▶ **PROBLEM DETAILS**: What is needed is a word-for-word transcript of the listing, free of pictures.

▶ **DATASET CONTENT**:
- Opening Delimiter -

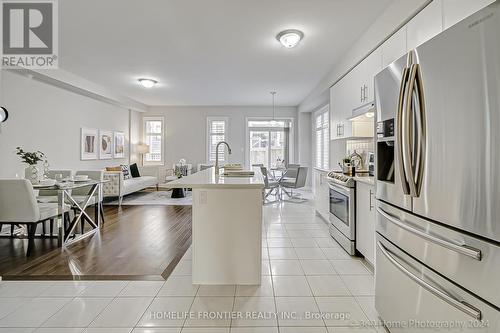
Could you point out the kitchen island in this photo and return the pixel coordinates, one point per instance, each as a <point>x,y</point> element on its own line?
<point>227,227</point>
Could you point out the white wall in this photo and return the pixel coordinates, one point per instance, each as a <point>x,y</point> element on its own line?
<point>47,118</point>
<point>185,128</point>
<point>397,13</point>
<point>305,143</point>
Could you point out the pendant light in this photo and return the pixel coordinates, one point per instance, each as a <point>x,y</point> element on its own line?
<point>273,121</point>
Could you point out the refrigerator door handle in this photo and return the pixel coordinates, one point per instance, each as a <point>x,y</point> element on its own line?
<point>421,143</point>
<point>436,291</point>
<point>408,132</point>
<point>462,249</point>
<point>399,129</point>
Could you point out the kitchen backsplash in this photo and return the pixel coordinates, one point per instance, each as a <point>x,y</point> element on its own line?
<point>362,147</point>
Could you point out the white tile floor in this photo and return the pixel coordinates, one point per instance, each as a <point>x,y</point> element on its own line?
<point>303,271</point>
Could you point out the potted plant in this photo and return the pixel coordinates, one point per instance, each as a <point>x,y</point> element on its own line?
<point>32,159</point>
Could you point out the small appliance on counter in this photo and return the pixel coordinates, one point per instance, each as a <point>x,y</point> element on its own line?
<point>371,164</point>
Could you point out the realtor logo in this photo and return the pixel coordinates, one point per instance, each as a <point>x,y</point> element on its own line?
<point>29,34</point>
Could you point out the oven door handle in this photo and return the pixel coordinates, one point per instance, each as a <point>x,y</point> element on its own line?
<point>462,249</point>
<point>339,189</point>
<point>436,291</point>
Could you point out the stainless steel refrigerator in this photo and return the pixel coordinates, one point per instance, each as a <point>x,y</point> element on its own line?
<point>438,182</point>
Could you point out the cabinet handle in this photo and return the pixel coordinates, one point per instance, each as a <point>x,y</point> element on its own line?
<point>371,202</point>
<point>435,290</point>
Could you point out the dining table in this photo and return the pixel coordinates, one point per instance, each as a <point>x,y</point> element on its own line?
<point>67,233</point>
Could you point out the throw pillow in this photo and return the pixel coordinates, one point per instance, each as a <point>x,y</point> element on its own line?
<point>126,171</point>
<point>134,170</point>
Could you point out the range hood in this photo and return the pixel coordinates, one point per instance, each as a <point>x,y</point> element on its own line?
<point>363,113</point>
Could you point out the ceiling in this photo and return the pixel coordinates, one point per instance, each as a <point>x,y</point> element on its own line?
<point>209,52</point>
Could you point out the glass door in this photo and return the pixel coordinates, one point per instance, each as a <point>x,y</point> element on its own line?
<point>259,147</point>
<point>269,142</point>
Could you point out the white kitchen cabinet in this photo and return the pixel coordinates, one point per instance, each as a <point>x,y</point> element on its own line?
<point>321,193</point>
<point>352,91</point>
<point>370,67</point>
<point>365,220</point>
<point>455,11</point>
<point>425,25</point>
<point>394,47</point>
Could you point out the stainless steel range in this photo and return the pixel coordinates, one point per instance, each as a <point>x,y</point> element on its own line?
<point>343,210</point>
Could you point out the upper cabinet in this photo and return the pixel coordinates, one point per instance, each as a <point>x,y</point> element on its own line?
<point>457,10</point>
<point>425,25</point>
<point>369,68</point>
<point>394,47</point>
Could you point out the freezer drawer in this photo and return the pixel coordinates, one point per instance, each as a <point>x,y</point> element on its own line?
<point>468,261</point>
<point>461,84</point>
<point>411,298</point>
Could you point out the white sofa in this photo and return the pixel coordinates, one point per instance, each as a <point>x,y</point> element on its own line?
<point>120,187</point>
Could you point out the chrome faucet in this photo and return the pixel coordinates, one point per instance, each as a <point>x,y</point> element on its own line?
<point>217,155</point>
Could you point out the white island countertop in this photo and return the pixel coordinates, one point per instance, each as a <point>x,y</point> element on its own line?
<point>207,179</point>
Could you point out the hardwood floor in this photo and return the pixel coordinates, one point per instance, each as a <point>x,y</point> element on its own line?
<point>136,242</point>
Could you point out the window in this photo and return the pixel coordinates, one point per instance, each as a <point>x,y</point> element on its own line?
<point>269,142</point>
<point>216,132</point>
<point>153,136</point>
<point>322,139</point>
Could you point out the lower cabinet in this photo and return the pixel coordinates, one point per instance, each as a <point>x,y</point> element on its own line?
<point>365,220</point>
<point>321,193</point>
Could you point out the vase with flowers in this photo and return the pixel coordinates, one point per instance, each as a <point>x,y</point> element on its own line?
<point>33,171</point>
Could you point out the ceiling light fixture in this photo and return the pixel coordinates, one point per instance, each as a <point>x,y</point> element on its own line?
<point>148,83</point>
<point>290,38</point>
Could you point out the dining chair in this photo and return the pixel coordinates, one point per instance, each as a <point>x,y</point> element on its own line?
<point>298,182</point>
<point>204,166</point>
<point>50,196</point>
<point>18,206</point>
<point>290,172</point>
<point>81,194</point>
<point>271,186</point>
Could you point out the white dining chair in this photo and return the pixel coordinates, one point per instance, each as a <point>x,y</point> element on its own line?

- Closing Delimiter -

▶ **SOLVED EXERCISE**:
Could you point out the kitchen island in this photo and return the pixel coordinates, one point per instance, each as a <point>x,y</point> element on its own line?
<point>227,227</point>
Could you point out the white wall in this photo and return the pixel coordinates, one point per instance, each as a <point>x,y</point> element on its own line?
<point>47,118</point>
<point>185,128</point>
<point>397,13</point>
<point>305,143</point>
Could you point out the pendant light in this photo and return the pixel coordinates, one point per instance, each as a <point>x,y</point> element on its own line?
<point>273,121</point>
Could you point out the refrigerator door handle in this photo and return the pixel coordinates, one point per instance, each as a <point>x,y</point> element on its own line?
<point>421,143</point>
<point>436,291</point>
<point>408,132</point>
<point>462,249</point>
<point>399,129</point>
Could you point out the kitchen backsplash in this photo and return the pixel coordinates, one point per instance, each as a <point>x,y</point> element on its own line?
<point>362,147</point>
Could you point out the white tile floor in this photo and return the pixel coordinates, one point per instance, each as a <point>x,y</point> element on its own line?
<point>303,271</point>
Could you point out the potted plant in this photo and return the pixel coordinates, one point per instance, each as a <point>x,y</point> element on its own line?
<point>32,159</point>
Could you point out the small appliance on counter in this photo and return the pixel coordinates, one point per instance, each as a <point>x,y</point> element on its own line?
<point>371,164</point>
Could you point out the realtor logo in this photo and return the pixel coordinates, one point per instance, each as a <point>x,y</point> element on its own line?
<point>29,34</point>
Could you point out the oven door handle in this photo and return the pixel coordinates, one point per instance, each as a <point>x,y</point> element on its own line?
<point>462,249</point>
<point>339,189</point>
<point>436,291</point>
Could you point out the stainless steel refrigerator in this photo and return the pixel coordinates, one point per instance, each as a <point>x,y</point> element on its own line?
<point>438,182</point>
Could you point out the cabinet handle in this photo and return the pixel coordinates, one point per instance, each as a <point>x,y</point> element on its own line?
<point>371,202</point>
<point>435,290</point>
Could you point out the dining table in this photo and return the pixel coordinates, one point per instance, each as a <point>x,y</point> element on its own line?
<point>67,233</point>
Could you point out the throw pillow in this photo and return the pixel coordinates, one point per instance, each as a <point>x,y</point> element on its own line?
<point>126,171</point>
<point>134,170</point>
Could you point out the range hood in this photo and return the pixel coordinates, one point per instance, each as a <point>x,y</point> element on its own line?
<point>363,113</point>
Could you point out the ceiling in this photo and return the pixel coordinates, one point per instance, each as a <point>x,y</point> element on its own line?
<point>209,52</point>
Could you point out the glass door in this photo and return the pixel coordinates, one point per instance, each as a <point>x,y</point> element on its own line?
<point>259,147</point>
<point>269,142</point>
Could you point out the white kitchen cabinet in this photo and return the pixel coordinates, one point per instance, each as a <point>x,y</point> element on its own line?
<point>321,193</point>
<point>352,91</point>
<point>370,67</point>
<point>365,220</point>
<point>455,11</point>
<point>425,25</point>
<point>394,47</point>
Could you point out the stainless steel range in this photo and return the pixel coordinates, one point per instance, each as a <point>x,y</point> element on its own line?
<point>343,210</point>
Could you point out the upper cabinet in this photo and return the pixel coordinates, one point per instance, each as a <point>x,y</point> element on its own line?
<point>457,10</point>
<point>425,25</point>
<point>369,68</point>
<point>394,47</point>
Could you point out the freezer drawer in this photo and return the pixel coordinates, one point per instance, each as a <point>x,y</point> element on its own line?
<point>468,261</point>
<point>461,84</point>
<point>411,298</point>
Could you point out the white sofa in this photo and return the pixel coordinates, one point per instance, each as a <point>x,y</point> element on its own line?
<point>120,187</point>
Could you point out the chrome faucet in this photo and return the pixel coordinates, one point per instance, each as a <point>x,y</point> element on its own line?
<point>217,155</point>
Could you point out the white island countertop in this photo and return the pixel coordinates, one point per instance, each as a <point>x,y</point> element on its own line?
<point>207,179</point>
Could you point out the hardwood floor in this photo and return the pixel coordinates, one point per instance, each as a <point>x,y</point> element on its own line?
<point>136,242</point>
Could you point out the window in this photo and return the pixel coordinates, one point per instance, each as a <point>x,y</point> element on its own line?
<point>269,142</point>
<point>216,132</point>
<point>153,136</point>
<point>322,139</point>
Could you point out the lower cabinet in this photo and return the pixel coordinates, one point per instance, each as a <point>x,y</point> element on its own line?
<point>365,220</point>
<point>321,193</point>
Could you point out the vase with flowers in this photo and return the pixel coordinates, one point per instance, each as a <point>x,y</point> element on its own line?
<point>33,171</point>
Could you point out the ceiling light fixture in this photo and return the pixel coordinates, one point per instance, each as a <point>x,y</point> element on its own line?
<point>148,83</point>
<point>290,38</point>
Could you point out the dining chair in this photo and return the pixel coordinates, one point per instance, each as a <point>x,y</point> element on its own line?
<point>298,182</point>
<point>204,166</point>
<point>50,196</point>
<point>18,206</point>
<point>290,172</point>
<point>81,194</point>
<point>271,186</point>
Could you point out the white dining chair in this photo and return the pixel coordinates, one point per instance, each as a <point>x,y</point> element on its own line?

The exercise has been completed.